__Text for analysis__.

===

Today is my birthday. I’m turning 58. My mother died of a massive and unexpected heart attack at the age of 60. My greatest fear is dying the same way, but covered in spiders. I’m kidding about the spiders, although I do have terrible arachnophobia. I’m not joking about the heart attack fear.
My sensible self smacks me regularly when this fear manifests. My mother was a good woman, but she was overweight, smoked (and not just tobacco), played around with hallucinogens, never exercised, ate whatever she wanted to eat, and was a non-compliant diabetic who hated going to the doctor. I am overweight, but I’ve never smoked anything, I’ve never messed around with drugs, I exercise, I pay attention to what I eat, I’m not a diabetic, and I see my doctor annually.
So why does this fear haunt me? It would probably take several years of therapy to figure it out, but I think mostly, it’s because I see what wondrous things await in the rest of my life and I’m frightened of missing them. Sometimes, I can set it aside, knowing that today is what’s important and the future must take care of itself. I could get hit by a truck tomorrow and I’d be just as dead as I would be having a heart attack. Life doesn’t come with any guarantees. I know all the clichés and I try hard to apply them when appropriate.

===

__Text-to-region grounding items__.

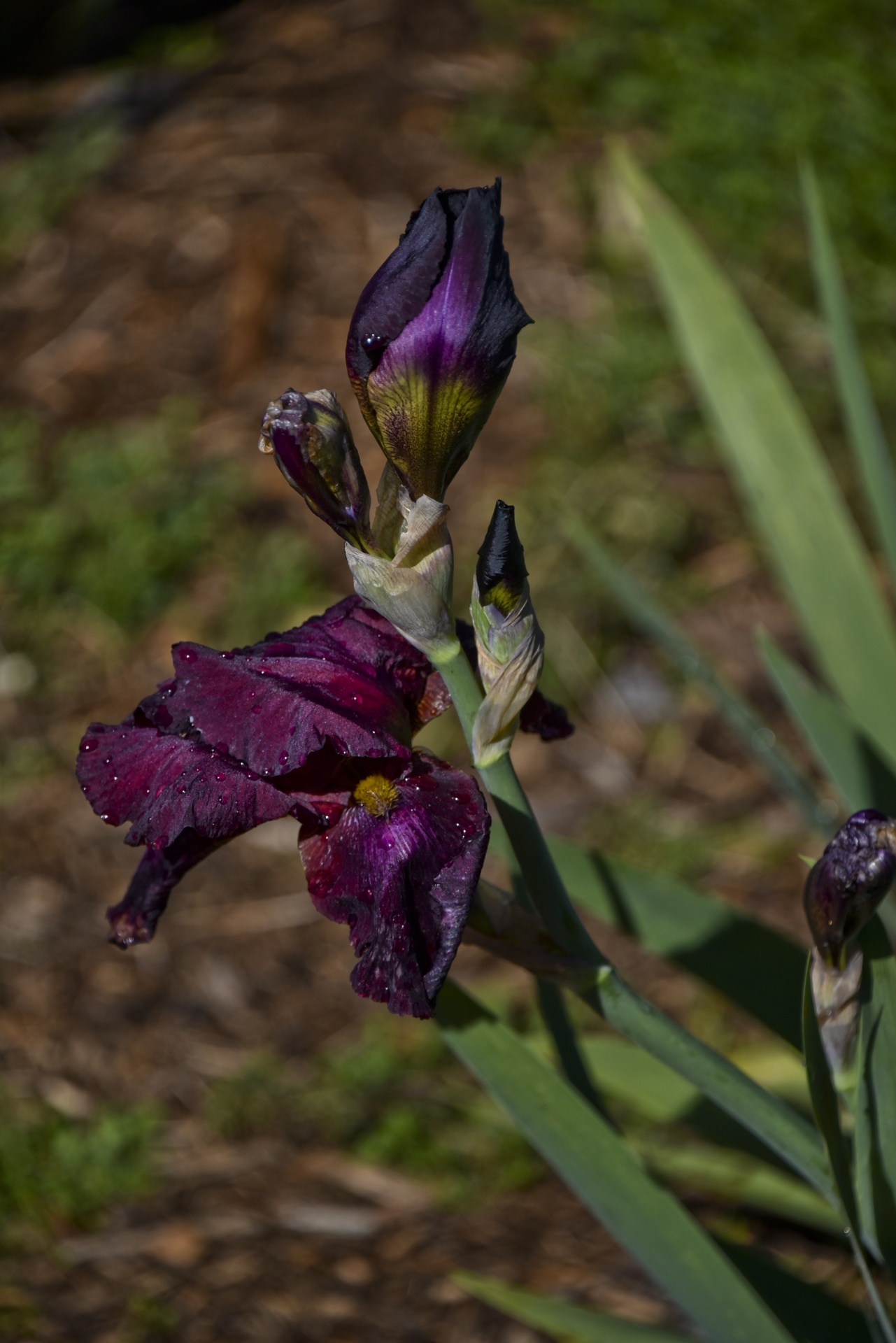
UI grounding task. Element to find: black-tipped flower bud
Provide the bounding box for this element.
[258,387,371,549]
[470,499,544,767]
[476,499,529,615]
[803,809,896,968]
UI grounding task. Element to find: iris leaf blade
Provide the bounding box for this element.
[854,917,896,1272]
[435,981,791,1343]
[548,835,804,1049]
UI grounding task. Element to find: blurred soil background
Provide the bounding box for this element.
[0,0,896,1343]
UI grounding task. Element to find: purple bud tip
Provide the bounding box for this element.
[476,499,529,615]
[346,180,531,499]
[803,809,896,967]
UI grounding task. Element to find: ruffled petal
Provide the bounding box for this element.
[520,690,575,741]
[299,753,489,1018]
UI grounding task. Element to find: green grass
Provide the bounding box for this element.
[0,1093,161,1242]
[206,1014,543,1206]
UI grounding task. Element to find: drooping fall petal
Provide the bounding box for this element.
[106,830,223,947]
[346,180,531,499]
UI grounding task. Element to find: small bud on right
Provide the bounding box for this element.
[803,807,896,968]
[470,499,544,767]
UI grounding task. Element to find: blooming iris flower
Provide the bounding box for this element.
[346,178,531,499]
[78,597,489,1016]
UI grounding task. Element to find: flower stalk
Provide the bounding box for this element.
[436,645,839,1207]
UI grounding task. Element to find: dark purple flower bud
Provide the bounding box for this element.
[78,597,488,1016]
[106,830,220,949]
[346,178,531,499]
[803,809,896,968]
[258,387,371,549]
[299,753,489,1018]
[476,499,529,615]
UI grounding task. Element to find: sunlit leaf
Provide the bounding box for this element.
[854,918,896,1272]
[758,631,896,813]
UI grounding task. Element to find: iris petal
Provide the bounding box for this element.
[299,753,489,1018]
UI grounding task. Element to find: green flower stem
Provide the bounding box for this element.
[536,979,616,1128]
[436,644,839,1206]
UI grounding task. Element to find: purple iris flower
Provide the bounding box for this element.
[346,178,531,499]
[258,387,371,549]
[803,807,896,968]
[78,597,489,1016]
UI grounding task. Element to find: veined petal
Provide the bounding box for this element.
[346,181,529,499]
[299,753,489,1016]
[106,830,223,947]
[141,644,411,778]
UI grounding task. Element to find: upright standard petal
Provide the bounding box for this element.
[106,830,223,949]
[803,807,896,968]
[346,180,531,499]
[299,753,489,1016]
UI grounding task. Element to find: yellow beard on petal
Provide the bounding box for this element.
[367,365,497,499]
[352,774,399,816]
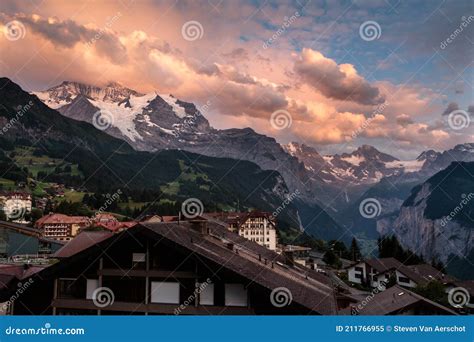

===

__Your assignment__. Please continue the essay about turning 58 and fearing a heart attack like the one that killed the writer's mother, beginning right after its final sentence.

__Output below__.
This birthday, I’m doing something proactive about the heart attack fear–I’m going to have heart scan. Sister PJ, my friend Mary, and I are going together for a day of heart health checkups. I figure I’ll either find out my plaque ratio is fine for a woman my age or they’ll tell me I need to find a cardiologist. Either way, I’ll have someplace tangible to put the fear and I can be done with it. I don’t want to spend the rest of my life worrying that I’ll die like my mom, that I’ll miss the future. What a terrible way to live.
I love my life. I’m having a grand time. Lake life is glorious, my family and friends are always a blessing. I believe one day soon, I’ll be published–I certainly don’t want to miss that. Who knows, one day I could even be a grandma–what fun! So, onward…today is my birthday and I’m not afraid of the future–as rom com writer and my fellow Betty, Jenny Cruisie, says, nothin’ but good times ahead. Words to live by!